REQUEST → Reproduce the data below in full and exclude every picture.
++++++++++++++++++++
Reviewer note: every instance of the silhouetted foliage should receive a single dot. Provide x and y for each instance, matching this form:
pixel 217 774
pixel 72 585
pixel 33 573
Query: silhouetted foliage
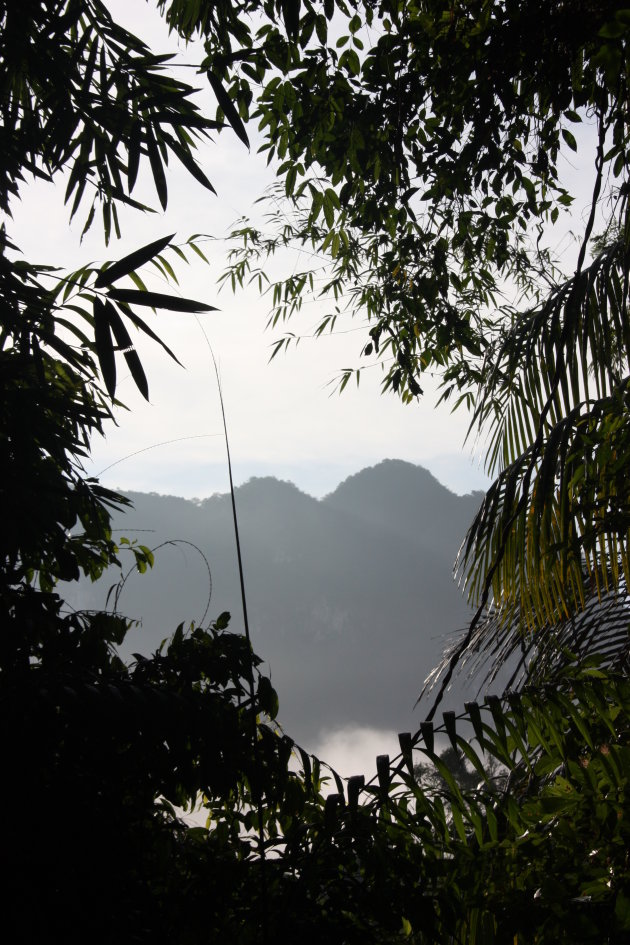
pixel 470 101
++++++++++++++++++++
ANSWER →
Reviewer note: every instance of the silhouetted foliage should receive a single dot. Provide x and y for each instance, matching this form:
pixel 217 774
pixel 72 585
pixel 33 573
Query: silhouetted foliage
pixel 470 101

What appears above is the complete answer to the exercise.